EXERCISE ->
Reproduce, word for word, the part of the listing that runs from its first line through the line containing "positive clicks: (515, 251)", with both of those lines included.

DATA IN THIS EXERCISE ->
________________________
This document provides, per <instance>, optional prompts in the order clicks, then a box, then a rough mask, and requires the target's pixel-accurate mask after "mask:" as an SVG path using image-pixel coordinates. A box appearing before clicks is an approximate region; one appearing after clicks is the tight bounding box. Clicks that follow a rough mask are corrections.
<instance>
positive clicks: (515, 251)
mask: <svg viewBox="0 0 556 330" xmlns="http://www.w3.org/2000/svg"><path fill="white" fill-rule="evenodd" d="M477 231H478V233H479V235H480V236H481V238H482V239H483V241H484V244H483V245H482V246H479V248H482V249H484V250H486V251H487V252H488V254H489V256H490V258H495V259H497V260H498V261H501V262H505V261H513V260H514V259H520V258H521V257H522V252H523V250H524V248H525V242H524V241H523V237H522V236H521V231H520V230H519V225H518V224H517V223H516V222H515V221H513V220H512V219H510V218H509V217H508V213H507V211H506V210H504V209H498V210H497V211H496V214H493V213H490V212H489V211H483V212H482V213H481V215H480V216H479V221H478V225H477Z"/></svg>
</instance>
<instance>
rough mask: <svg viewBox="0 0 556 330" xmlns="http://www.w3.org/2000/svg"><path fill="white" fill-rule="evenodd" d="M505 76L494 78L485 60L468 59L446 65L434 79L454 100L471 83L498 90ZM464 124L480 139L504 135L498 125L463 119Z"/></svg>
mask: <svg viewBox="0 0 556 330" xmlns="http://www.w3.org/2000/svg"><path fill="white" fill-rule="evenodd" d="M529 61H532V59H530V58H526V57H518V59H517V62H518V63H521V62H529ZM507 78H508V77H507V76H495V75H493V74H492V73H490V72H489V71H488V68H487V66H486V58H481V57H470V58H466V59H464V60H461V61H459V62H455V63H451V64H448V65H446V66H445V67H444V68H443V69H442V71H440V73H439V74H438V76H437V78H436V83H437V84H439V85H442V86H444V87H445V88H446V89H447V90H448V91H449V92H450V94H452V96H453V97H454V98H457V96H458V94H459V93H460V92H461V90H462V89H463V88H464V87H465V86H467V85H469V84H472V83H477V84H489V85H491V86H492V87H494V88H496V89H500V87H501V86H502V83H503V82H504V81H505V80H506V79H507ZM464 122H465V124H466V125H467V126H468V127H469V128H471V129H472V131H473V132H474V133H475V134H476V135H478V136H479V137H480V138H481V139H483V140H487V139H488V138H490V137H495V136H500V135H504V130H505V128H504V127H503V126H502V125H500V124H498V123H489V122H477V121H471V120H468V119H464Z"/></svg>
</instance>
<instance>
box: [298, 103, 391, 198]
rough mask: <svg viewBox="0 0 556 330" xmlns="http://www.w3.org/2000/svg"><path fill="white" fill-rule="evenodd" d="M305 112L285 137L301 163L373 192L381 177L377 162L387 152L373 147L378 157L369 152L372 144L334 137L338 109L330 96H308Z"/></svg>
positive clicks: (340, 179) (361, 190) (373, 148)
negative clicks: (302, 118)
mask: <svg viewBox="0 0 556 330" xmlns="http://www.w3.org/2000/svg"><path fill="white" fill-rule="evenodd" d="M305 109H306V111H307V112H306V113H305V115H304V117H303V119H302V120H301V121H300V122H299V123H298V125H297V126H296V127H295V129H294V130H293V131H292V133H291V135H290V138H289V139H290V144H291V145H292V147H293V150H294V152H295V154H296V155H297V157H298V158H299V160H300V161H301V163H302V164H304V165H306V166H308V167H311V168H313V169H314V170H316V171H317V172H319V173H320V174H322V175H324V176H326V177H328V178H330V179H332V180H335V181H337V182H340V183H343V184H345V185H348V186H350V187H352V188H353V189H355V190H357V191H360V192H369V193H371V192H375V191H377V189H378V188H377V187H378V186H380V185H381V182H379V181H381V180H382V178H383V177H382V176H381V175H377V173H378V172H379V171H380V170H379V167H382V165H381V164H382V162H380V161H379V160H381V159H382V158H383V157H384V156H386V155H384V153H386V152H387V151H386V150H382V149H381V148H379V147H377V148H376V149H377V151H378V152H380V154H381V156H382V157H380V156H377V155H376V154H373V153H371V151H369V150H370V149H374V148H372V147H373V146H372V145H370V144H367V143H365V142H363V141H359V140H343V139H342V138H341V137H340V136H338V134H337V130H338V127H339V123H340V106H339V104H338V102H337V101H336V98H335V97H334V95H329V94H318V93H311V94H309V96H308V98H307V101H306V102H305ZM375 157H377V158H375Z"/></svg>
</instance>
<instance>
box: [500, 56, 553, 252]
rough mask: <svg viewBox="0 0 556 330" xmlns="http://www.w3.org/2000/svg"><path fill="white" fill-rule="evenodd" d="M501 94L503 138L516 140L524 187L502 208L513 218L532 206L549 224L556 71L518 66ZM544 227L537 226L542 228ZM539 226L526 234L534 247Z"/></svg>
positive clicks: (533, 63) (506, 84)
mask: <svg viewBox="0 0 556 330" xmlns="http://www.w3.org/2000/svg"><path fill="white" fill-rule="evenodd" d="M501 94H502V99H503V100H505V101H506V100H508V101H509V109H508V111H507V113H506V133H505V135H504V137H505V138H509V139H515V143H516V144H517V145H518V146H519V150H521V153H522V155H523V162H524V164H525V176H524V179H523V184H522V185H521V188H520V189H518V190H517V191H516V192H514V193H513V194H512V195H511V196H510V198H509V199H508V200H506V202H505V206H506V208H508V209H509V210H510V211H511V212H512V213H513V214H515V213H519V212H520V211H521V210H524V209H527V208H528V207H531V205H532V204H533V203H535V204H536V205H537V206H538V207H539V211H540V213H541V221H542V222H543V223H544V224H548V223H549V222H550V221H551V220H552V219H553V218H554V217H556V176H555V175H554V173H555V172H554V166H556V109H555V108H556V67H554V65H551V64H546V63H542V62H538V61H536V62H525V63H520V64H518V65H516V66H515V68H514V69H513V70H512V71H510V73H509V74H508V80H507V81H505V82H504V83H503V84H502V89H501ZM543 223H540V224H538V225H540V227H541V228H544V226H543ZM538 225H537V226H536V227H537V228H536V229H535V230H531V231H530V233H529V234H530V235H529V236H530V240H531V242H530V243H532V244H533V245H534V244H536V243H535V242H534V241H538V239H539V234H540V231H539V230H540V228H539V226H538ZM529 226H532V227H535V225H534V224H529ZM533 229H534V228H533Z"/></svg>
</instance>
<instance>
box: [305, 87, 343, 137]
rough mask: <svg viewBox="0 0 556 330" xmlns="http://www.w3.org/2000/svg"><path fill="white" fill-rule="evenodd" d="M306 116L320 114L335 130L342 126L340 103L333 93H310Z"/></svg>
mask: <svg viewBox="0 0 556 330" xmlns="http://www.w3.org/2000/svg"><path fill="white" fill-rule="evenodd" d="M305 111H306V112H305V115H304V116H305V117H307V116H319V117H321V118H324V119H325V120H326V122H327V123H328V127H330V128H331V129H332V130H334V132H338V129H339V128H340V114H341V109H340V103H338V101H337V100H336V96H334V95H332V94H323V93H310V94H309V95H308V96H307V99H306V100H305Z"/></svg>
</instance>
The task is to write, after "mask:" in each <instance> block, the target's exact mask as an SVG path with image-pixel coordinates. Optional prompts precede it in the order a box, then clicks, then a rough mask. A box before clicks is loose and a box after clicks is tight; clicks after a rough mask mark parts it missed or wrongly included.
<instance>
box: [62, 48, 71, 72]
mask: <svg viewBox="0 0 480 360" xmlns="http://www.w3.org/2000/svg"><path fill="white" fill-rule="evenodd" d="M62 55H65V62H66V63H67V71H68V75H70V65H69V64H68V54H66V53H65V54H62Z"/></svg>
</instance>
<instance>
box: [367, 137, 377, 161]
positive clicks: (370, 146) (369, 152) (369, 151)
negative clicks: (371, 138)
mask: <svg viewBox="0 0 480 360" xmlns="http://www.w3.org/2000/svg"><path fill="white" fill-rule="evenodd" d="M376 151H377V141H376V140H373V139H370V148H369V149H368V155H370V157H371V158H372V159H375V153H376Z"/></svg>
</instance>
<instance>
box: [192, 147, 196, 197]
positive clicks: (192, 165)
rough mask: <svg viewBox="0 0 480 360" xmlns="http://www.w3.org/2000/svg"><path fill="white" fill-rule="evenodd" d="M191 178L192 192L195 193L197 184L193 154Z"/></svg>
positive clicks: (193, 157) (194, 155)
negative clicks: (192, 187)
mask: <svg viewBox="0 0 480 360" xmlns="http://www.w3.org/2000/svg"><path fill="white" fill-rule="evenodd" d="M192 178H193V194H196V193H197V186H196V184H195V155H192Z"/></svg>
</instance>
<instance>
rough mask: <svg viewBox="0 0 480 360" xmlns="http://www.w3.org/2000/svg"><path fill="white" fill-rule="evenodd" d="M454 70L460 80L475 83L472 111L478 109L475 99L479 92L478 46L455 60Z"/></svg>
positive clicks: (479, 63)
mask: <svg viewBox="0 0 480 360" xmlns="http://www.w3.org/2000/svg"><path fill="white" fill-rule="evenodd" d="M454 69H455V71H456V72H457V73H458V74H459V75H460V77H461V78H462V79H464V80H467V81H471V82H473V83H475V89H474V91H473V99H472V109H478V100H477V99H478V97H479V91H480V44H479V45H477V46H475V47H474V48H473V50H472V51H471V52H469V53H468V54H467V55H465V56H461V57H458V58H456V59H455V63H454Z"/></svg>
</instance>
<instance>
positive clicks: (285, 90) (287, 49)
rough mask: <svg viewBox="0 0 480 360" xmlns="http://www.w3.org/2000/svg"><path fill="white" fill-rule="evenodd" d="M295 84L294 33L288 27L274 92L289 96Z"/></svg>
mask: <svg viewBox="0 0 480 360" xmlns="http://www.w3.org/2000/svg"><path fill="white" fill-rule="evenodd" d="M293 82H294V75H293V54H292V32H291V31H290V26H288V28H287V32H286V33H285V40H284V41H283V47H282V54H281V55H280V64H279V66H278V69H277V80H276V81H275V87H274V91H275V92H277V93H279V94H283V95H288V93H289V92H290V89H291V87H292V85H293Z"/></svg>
________________________
EXERCISE SOLUTION ->
This document provides, per <instance>, optional prompts in the order clicks, then a box, then a rough mask, and requires the target's pixel-accurate mask after "mask:" as an SVG path using image-pixel coordinates. A box appearing before clicks is an approximate region; one appearing after clicks is the tight bounding box. Clicks that follow a rough mask are corrections.
<instance>
positive clicks: (515, 251)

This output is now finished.